Selected excerpt ::
Fatigue cracking usually links to inadequate road foundations
By Tom Kuennen, Contributing Editor
Fatigue cracking in bituminous pavements is experienced by the public so often that it is considered just part of driving. Motorists endure it and assume it’s just part of an aging pavement. But the perceptive road manager knows that fatigue cracking in less-deep asphalt pavements is a symptom of distressed base layers, and is indicative of a pavement on its way to failure.
This fatigue cracking usually, but not always, is manifested by so-called alligator cracking. Named for its similarity to the pattern on an alligator’s hide, alligator cracking appears as many sided, sharp-angled pieces, usually less than 12 inches on the longest side. This characteristic alligator or chicken wire pattern appears in later stages of deterioration.
There are three types of fatigue cracking, according to the Federal Highway Administration’s Distress Identification Manual for the Long-Term Pavement Performance Program (to view, search for FHWA-RD-03-031). A concise pocket guide for field use – Distress Identification Guide – also is available from FHWA (download by searching FHWA-RD-05-001).
Neither of these guides explain the why of pavement distresses, instead offering precise identification of distresses in order to provide a common, standard definition for use by pavement managers. In these documents FHWA categorizes types of cracking for asphalt pavements, jointed concrete pavement, and continuously reinforced concrete pavements.
• Low-severity fatigue cracking is an area of cracks with no or only a few connecting cracks; the cracks are not spalled or sealed; pumping of base materials out the cracks is not evident.
• Moderate fatigue cracking is manifested by interconnected cracks forming a complete pattern. The cracks may be slightly spalled and may be sealed, and pumping is not evident.
• High-severity fatigue cracking is an area of moderately or severely spalled interconnected cracks forming a complete pattern; pieces may move when subjected to traffic, cracks may be sealed, and pumping may be evident.
It’s easy to look at fatigue cracking in thinner pavements and assume it’s a surface problem, but subsurface investigation will find fatigue cracking is bottom-up cracking, in which stresses propagated to asphalt pavement foundations cause cracks in inadequate base layers. As the asphalt pavement structure flexes under loads, these foundation cracks work their way upward through the pavement. Typically they are found in pavements subjected to repeated traffic loadings, like wheel paths, and can be a series of interconnected cracks.

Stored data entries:
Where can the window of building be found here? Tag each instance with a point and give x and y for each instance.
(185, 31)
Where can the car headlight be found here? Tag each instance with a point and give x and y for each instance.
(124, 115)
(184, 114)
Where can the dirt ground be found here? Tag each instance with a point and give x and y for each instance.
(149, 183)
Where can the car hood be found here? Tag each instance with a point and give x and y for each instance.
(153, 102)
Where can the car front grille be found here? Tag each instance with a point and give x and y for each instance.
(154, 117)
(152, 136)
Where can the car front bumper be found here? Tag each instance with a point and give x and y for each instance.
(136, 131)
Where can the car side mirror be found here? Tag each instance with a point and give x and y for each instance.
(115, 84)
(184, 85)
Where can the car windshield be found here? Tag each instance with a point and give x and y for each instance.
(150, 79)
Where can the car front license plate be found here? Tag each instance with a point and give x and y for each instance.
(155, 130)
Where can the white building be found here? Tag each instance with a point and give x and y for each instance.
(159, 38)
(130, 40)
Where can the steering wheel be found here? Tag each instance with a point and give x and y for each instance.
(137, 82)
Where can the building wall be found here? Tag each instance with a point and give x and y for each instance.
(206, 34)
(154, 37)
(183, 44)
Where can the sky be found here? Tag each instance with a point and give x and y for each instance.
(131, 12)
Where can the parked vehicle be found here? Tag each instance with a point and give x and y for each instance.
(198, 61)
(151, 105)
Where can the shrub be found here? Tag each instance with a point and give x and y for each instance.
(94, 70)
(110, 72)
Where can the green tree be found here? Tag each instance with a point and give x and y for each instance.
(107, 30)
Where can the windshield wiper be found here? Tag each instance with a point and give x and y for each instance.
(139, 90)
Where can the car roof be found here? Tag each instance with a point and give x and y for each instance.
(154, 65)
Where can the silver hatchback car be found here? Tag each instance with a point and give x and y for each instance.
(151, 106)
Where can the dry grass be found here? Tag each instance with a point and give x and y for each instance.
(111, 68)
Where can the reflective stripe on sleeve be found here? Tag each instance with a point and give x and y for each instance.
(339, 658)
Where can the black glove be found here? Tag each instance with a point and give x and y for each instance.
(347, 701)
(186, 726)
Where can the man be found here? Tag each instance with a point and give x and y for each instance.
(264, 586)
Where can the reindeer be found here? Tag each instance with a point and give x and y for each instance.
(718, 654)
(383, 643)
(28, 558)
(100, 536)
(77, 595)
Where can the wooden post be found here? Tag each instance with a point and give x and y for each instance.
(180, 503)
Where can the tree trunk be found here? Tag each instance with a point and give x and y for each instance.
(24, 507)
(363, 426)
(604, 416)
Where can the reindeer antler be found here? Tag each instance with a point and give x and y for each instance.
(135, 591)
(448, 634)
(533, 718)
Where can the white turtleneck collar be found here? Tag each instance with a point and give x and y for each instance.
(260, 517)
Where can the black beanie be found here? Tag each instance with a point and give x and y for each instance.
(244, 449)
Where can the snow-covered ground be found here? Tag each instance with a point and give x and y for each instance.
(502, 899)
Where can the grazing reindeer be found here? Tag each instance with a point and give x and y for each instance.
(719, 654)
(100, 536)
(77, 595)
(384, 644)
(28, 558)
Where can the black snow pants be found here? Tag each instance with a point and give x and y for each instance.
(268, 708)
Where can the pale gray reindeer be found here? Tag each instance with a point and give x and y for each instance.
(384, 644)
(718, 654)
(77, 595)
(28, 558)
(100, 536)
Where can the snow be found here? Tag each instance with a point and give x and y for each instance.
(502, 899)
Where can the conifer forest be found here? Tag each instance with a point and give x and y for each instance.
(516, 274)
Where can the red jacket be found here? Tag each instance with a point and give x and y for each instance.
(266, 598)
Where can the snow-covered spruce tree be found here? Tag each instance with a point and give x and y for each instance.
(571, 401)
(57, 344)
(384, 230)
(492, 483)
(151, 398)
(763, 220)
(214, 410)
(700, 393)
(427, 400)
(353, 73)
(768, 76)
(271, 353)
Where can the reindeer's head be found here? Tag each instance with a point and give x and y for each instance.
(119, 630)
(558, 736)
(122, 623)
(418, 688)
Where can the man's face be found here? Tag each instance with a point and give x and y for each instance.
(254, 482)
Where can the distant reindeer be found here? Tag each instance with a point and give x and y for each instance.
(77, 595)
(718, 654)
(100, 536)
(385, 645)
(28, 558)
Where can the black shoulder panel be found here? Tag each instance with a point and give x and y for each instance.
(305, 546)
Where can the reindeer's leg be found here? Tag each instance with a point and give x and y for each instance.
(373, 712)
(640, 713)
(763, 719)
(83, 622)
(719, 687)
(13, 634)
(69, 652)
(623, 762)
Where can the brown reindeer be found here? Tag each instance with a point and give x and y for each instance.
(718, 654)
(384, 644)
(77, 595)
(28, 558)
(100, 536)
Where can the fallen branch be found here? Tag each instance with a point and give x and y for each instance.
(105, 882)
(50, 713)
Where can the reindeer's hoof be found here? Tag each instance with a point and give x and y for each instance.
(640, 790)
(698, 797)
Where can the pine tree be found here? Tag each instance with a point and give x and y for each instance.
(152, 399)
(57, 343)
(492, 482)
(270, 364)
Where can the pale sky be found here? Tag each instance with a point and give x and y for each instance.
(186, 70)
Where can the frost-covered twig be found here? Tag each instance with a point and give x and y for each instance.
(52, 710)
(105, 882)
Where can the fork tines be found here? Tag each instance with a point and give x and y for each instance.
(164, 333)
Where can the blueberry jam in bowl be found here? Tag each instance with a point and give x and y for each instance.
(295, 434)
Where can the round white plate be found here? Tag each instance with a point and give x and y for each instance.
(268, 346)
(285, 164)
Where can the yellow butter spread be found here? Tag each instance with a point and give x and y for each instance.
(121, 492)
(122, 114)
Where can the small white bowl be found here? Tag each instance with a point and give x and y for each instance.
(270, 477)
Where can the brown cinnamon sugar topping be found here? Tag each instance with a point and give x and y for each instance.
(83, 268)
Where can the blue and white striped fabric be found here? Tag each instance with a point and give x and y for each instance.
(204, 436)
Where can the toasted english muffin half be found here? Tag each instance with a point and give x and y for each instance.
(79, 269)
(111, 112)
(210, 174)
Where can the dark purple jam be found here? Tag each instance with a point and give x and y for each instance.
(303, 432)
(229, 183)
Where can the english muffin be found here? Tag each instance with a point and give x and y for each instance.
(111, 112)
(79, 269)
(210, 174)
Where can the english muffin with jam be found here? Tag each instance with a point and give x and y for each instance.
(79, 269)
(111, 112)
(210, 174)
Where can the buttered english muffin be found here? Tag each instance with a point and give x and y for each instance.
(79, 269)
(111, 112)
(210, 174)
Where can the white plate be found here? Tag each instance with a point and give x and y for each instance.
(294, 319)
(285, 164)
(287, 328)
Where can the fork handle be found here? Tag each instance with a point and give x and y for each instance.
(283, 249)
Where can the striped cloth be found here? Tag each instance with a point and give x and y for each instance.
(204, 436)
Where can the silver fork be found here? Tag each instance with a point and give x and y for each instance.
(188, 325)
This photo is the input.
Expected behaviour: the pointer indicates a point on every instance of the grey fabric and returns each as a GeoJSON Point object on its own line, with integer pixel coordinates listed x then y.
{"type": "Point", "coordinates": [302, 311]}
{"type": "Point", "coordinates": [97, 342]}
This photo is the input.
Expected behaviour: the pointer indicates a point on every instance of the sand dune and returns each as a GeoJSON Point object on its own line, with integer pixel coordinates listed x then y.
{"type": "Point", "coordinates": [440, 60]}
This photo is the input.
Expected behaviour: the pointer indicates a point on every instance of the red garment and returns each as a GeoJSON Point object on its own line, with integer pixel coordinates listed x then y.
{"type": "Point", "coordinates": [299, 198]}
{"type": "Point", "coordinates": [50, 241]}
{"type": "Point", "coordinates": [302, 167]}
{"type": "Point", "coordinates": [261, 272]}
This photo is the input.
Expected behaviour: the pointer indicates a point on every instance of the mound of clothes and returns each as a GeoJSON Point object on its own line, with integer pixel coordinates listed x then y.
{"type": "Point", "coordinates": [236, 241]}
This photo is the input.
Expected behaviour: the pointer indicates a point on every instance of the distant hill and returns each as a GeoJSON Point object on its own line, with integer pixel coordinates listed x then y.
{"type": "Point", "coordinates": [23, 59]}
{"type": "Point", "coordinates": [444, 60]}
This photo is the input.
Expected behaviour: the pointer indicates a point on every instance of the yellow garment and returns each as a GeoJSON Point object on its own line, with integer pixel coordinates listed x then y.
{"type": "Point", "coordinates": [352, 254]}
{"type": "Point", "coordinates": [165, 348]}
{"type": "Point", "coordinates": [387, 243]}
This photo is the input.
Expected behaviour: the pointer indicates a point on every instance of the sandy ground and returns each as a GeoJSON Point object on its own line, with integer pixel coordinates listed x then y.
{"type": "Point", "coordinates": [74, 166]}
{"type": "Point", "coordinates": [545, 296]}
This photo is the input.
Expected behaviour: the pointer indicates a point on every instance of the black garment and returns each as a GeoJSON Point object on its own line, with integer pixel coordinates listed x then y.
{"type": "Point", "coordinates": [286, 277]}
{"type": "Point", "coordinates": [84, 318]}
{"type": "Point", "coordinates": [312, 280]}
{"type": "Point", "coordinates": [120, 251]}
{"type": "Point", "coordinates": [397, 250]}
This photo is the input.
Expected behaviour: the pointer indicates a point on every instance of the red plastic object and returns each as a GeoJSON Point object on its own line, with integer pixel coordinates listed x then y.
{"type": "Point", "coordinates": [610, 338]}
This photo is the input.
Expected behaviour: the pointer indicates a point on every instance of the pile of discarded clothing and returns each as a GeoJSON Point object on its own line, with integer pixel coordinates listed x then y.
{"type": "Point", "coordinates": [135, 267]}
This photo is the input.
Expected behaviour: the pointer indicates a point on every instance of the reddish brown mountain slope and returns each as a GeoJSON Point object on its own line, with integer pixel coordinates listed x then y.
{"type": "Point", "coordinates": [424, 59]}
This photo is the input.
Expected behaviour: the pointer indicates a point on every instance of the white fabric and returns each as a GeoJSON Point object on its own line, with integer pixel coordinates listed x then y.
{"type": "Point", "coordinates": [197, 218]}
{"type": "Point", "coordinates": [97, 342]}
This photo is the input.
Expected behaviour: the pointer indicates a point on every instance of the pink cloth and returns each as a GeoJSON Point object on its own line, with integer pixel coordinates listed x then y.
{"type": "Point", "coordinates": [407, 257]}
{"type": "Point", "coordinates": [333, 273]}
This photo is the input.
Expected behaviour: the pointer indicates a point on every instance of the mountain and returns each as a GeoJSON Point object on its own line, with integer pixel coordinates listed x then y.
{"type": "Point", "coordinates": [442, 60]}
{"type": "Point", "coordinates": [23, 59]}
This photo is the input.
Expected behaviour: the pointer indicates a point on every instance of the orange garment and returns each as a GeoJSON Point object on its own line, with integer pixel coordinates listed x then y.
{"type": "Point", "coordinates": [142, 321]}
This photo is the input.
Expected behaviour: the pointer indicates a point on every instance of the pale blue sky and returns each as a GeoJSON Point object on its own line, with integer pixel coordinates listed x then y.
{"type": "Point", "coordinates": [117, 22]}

Instructions for the task :: Duplicate the passage of the fatigue cracking article from "This fatigue cracking" to "stages of deterioration.". The material is a separate set and has no connection to the article on fatigue cracking.

Result of the task ::
This fatigue cracking usually, but not always, is manifested by so-called alligator cracking. Named for its similarity to the pattern on an alligator’s hide, alligator cracking appears as many sided, sharp-angled pieces, usually less than 12 inches on the longest side. This characteristic alligator or chicken wire pattern appears in later stages of deterioration.